GIVEN PROBLEM>
Count the lines in the material below that contain the word "sunset", treating case as significant. Give only the number.

ENTRIES SHOWN>

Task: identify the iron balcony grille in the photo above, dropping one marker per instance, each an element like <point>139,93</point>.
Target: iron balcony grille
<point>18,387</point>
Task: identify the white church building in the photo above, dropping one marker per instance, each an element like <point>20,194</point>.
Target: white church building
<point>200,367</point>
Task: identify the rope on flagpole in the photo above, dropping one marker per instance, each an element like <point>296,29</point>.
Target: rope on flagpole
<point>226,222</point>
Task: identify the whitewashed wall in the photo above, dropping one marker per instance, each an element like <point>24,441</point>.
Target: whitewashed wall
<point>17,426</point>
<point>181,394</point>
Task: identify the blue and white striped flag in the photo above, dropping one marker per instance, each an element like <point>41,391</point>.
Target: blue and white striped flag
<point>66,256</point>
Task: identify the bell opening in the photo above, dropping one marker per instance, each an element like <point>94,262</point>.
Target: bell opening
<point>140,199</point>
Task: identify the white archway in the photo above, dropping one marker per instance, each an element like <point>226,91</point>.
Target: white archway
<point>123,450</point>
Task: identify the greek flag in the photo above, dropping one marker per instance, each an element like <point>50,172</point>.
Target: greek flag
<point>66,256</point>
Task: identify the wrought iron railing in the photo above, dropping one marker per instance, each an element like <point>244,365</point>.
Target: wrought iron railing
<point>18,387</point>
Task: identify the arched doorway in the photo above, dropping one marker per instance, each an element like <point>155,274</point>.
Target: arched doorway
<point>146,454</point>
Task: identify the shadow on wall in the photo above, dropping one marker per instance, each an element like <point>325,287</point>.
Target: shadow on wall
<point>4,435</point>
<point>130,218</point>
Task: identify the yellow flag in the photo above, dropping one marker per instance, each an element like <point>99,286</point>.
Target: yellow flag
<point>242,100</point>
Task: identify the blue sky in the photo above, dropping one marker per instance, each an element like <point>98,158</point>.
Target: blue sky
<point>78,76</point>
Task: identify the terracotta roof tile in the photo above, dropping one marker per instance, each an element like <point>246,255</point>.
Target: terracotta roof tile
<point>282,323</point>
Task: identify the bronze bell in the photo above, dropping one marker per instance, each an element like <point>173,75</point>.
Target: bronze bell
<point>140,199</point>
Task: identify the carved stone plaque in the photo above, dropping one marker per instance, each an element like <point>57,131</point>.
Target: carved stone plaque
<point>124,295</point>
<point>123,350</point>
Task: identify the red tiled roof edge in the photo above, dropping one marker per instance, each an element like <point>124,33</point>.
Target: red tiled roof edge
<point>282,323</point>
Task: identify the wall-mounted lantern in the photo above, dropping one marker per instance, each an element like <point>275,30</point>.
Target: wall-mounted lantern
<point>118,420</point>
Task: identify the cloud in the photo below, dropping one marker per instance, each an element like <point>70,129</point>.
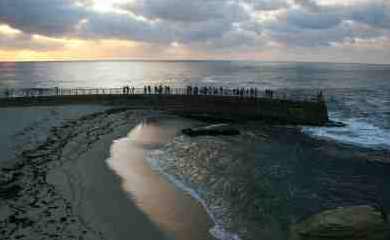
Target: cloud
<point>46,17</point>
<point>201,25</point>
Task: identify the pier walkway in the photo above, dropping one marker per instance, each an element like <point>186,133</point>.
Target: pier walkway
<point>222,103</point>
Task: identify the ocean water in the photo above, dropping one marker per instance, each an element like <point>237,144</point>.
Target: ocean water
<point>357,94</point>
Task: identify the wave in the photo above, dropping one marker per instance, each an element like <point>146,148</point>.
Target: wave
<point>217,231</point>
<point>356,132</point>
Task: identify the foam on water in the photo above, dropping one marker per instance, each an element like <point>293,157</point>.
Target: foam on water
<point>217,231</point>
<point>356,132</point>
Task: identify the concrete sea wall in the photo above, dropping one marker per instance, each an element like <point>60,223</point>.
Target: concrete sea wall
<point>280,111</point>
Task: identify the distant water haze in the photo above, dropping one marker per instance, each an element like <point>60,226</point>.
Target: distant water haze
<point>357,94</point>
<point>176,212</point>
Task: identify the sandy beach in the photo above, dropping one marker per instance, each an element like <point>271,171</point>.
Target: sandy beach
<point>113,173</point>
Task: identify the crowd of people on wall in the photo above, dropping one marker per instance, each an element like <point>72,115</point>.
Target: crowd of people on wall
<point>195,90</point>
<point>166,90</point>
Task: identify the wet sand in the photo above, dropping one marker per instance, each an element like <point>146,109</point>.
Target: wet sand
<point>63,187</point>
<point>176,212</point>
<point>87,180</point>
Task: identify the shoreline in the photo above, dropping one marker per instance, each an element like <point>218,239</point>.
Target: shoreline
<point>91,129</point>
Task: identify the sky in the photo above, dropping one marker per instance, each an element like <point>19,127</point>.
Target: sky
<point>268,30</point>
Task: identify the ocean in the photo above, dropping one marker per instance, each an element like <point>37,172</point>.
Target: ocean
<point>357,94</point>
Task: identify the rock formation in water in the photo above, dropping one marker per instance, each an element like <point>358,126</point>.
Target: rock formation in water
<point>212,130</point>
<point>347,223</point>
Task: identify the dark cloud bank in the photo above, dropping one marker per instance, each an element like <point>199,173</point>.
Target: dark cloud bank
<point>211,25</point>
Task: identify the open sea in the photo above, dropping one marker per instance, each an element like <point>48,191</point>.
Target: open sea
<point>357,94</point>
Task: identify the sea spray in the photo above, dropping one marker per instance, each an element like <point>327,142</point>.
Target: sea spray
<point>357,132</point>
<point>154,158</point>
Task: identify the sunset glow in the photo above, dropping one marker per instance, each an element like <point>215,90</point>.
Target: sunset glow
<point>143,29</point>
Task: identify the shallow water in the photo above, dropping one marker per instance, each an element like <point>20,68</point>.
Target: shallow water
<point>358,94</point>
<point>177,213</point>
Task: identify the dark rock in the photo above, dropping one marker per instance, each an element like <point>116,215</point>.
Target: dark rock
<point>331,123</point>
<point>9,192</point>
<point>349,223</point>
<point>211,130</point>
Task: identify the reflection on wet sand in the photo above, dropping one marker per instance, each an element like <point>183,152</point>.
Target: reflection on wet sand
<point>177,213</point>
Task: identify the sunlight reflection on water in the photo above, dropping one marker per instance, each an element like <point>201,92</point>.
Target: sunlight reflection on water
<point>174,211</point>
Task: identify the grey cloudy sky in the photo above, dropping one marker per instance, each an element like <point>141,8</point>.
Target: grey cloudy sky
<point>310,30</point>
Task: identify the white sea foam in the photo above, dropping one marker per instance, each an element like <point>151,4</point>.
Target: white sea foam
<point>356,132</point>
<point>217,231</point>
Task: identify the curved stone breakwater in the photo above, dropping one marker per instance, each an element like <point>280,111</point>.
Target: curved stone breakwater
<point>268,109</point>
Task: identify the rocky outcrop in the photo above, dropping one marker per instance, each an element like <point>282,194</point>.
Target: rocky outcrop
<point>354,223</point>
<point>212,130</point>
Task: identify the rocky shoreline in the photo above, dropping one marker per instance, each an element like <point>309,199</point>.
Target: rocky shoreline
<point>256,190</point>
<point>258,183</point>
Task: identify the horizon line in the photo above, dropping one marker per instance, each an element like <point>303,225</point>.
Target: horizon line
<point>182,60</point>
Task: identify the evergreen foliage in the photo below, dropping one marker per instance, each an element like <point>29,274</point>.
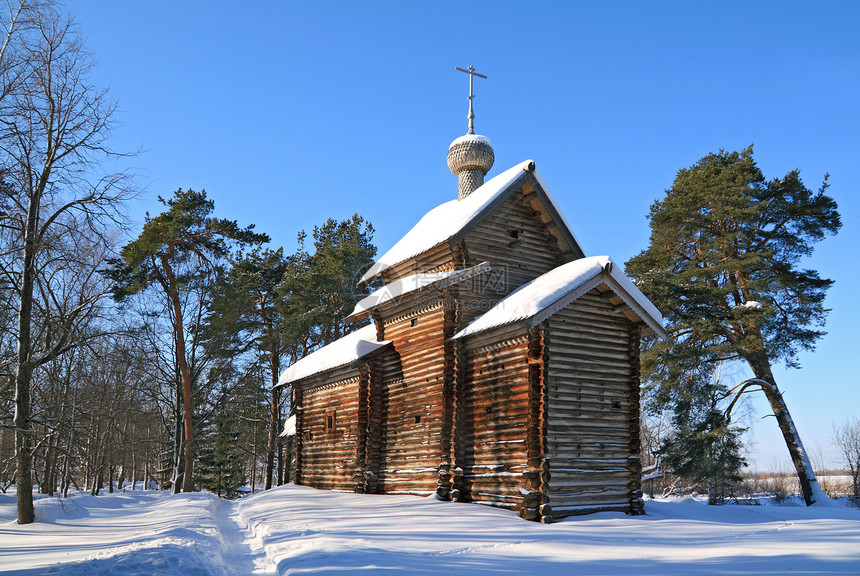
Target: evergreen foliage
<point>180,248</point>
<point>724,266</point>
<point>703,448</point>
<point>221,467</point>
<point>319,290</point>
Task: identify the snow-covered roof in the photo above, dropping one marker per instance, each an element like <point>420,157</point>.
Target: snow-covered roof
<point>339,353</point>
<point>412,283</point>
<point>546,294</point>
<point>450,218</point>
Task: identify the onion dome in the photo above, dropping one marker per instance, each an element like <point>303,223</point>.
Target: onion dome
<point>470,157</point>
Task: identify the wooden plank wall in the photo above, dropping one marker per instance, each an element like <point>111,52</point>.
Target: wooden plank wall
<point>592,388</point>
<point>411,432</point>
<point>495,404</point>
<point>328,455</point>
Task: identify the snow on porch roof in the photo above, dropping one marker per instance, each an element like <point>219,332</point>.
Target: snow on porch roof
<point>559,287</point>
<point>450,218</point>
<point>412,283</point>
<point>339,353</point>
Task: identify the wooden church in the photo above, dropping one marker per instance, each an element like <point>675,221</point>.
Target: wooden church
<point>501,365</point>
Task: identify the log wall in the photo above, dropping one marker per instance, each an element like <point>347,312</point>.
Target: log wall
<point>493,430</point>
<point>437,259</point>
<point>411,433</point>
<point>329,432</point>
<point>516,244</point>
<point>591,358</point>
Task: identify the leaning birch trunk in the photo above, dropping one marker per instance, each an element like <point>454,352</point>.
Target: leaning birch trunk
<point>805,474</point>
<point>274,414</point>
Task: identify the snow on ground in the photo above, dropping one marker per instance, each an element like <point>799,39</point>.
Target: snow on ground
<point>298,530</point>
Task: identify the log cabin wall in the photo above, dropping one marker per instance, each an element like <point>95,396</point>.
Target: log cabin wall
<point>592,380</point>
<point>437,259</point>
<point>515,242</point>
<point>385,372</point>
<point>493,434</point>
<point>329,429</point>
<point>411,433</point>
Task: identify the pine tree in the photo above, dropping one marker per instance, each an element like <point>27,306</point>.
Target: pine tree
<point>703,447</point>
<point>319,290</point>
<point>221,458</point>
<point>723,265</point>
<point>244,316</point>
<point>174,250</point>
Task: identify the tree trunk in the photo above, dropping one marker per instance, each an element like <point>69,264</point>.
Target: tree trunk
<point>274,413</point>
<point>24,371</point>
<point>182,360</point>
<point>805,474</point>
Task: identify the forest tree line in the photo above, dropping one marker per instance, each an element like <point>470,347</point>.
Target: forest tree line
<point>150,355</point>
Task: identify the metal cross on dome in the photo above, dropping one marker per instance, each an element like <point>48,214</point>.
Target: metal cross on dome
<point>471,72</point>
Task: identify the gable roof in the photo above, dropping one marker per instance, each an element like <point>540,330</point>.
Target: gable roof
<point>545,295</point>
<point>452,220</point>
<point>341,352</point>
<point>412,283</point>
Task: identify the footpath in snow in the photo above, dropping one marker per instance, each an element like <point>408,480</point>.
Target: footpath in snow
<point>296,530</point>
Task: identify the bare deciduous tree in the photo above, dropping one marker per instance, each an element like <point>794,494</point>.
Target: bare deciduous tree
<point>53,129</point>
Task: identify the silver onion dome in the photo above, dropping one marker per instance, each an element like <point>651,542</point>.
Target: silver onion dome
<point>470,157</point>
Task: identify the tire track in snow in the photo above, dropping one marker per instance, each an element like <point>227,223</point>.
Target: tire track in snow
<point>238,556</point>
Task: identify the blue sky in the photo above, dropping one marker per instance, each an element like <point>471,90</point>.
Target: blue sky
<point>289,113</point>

--

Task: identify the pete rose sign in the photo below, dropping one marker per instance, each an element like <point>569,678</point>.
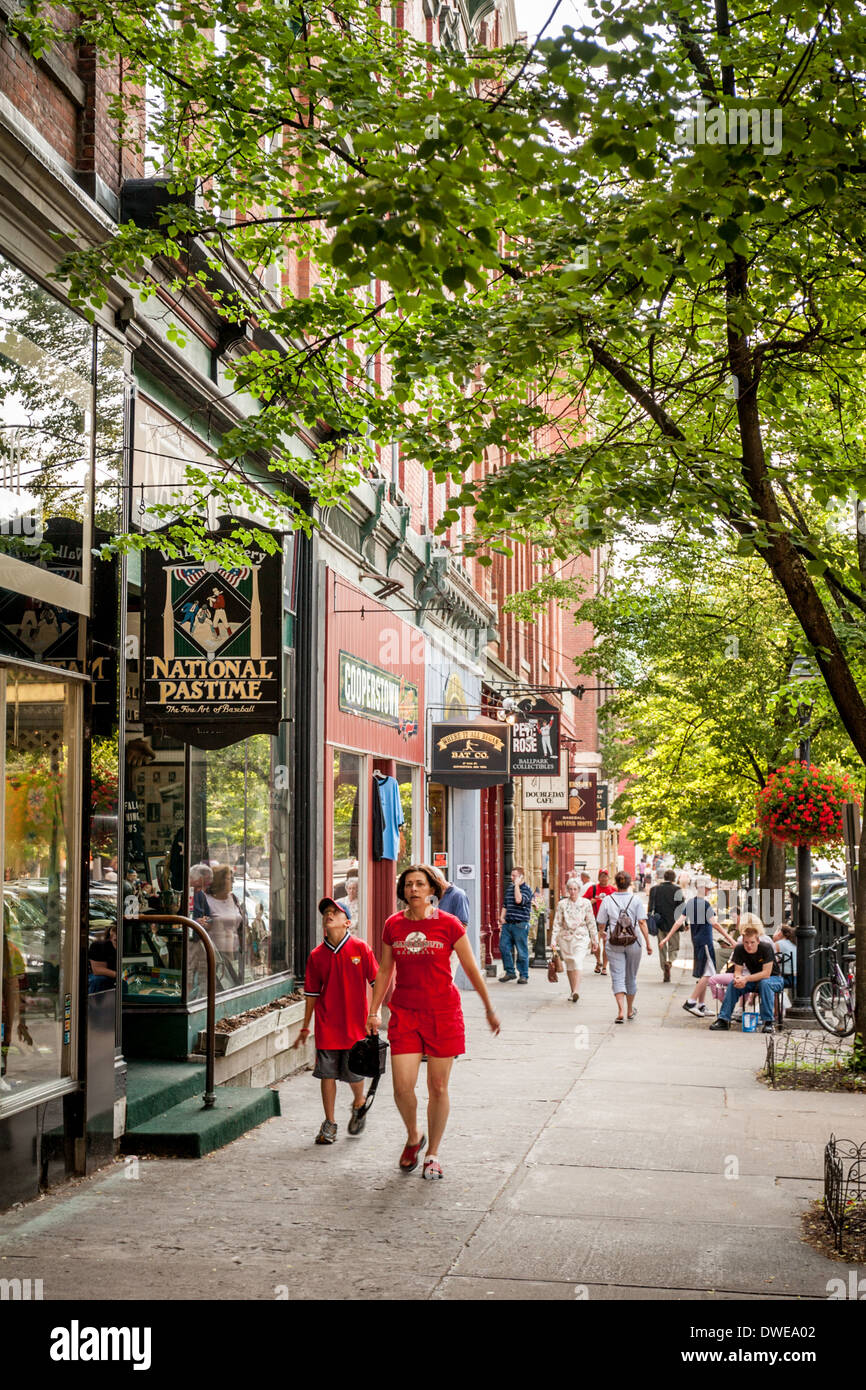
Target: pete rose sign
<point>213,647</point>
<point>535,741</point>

--

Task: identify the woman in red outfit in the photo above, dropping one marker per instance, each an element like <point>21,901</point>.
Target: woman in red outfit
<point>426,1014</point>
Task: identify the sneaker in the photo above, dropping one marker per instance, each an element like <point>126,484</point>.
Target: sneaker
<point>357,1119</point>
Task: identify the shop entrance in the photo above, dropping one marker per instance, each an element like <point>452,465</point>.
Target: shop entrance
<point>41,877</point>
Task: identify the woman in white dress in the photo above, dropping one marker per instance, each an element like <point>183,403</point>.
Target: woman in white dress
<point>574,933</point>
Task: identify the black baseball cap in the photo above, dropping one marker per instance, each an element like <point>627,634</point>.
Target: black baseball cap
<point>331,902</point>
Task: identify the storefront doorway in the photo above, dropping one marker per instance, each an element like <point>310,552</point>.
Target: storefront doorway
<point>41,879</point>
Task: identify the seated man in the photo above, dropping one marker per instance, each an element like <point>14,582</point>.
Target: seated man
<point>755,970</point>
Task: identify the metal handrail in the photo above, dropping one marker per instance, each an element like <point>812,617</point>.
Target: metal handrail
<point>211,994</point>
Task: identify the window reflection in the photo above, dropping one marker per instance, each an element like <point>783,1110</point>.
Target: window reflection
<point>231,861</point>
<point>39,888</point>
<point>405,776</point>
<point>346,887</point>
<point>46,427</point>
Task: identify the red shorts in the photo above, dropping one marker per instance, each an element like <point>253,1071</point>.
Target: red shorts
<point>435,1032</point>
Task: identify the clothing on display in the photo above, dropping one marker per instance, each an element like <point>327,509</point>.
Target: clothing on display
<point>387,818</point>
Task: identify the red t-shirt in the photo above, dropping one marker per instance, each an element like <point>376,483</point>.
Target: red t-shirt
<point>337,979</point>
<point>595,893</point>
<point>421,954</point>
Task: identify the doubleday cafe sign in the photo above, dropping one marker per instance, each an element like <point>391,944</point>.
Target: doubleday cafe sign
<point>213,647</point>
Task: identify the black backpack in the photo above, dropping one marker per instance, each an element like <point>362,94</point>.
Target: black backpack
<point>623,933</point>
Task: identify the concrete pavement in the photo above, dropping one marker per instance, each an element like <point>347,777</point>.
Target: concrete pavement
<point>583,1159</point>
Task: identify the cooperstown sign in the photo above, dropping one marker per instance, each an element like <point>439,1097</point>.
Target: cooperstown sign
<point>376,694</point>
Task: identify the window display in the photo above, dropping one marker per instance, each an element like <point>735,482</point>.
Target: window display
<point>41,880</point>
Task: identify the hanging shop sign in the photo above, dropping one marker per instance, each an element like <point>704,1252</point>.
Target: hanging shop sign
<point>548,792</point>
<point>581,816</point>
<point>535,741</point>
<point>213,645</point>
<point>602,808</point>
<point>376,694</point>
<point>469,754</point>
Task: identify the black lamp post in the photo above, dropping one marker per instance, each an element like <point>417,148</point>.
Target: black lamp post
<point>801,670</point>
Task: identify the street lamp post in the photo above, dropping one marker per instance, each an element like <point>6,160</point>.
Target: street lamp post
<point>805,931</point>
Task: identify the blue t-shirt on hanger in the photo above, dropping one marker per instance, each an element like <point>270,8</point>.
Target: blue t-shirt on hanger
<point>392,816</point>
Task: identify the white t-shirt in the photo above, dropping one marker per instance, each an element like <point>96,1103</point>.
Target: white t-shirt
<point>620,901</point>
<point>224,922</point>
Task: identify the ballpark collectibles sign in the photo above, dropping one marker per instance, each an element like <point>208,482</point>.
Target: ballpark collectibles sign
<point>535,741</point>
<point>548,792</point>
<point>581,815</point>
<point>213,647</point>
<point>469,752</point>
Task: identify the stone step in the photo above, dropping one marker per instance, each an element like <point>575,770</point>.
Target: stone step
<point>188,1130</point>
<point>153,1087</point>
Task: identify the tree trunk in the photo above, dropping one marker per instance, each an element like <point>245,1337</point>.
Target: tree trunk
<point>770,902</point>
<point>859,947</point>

SOLUTION FOR THIS EXERCISE>
2